Shape annotation entries:
────

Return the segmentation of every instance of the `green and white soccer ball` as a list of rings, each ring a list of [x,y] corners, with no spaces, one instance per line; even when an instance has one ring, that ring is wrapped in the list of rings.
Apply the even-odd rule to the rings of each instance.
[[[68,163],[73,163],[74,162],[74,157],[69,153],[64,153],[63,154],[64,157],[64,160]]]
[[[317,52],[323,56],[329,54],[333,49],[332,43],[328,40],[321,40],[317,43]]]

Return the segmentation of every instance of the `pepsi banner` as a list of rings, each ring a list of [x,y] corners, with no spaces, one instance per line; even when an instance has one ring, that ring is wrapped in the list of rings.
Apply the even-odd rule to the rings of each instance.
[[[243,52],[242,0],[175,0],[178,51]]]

────

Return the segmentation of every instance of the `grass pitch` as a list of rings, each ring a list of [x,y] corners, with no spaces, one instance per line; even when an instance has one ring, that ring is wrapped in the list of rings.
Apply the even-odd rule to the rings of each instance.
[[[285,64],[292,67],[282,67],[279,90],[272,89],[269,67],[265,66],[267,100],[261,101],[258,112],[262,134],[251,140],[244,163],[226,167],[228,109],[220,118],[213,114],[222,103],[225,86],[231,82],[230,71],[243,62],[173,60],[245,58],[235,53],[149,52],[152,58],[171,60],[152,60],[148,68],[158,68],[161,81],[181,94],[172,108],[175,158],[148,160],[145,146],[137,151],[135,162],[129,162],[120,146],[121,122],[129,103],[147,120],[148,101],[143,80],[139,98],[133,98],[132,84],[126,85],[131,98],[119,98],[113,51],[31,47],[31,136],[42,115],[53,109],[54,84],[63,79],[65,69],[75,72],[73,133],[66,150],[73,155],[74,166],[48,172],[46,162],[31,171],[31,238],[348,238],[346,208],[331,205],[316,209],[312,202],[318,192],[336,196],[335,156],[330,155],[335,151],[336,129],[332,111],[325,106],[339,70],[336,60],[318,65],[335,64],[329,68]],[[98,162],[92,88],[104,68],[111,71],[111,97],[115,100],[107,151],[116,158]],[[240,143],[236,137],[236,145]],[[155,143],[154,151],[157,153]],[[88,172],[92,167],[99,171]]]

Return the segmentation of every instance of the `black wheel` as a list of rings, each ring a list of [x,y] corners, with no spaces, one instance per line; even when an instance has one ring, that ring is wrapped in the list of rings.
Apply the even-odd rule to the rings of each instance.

────

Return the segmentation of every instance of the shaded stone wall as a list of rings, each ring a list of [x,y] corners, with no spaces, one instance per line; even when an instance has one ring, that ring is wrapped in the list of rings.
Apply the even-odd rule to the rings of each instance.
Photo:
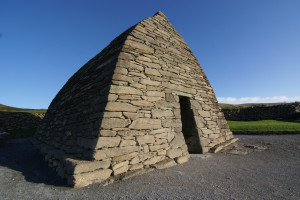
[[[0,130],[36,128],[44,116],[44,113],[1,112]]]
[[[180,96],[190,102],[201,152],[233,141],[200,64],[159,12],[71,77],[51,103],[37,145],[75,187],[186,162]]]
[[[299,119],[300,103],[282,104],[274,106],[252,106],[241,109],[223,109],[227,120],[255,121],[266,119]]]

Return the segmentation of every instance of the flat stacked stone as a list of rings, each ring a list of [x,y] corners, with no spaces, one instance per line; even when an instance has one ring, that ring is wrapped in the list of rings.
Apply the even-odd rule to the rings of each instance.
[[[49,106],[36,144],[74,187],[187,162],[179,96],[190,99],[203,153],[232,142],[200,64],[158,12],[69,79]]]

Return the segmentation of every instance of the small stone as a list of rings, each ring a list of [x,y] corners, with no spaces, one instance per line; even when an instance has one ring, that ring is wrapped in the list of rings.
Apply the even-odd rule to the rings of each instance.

────

Problem: Format the lines from the one containing "and white soccer" through the one containing "[[[243,52],[242,0],[175,0],[178,51]]]", both included, as a numbered list with the blank lines dropped. Include only those lines.

Answer below:
1. Return the segmentation of every instance of the `green and white soccer ball` as a list of rings, each ring a list of [x,y] corners, with no spaces, one instance per line; even when an instance has one ring, that ring is wrapped in the list of rings.
2. Apply the even-odd rule to the rings of each instance.
3. [[[68,163],[73,163],[74,162],[74,157],[69,153],[64,153],[63,154],[64,157],[64,160]]]
4. [[[317,52],[323,56],[329,54],[333,49],[332,43],[328,40],[321,40],[317,43]]]
5. Return the segmentation of every instance of the `pepsi banner` as a list of rings, each ring a list of [x,y] corners, with no spaces, one instance per line; even when an instance has one ring, that ring is wrapped in the list of rings.
6. Apply the even-odd rule to the rings of each instance.
7. [[[243,52],[242,0],[175,0],[178,51]]]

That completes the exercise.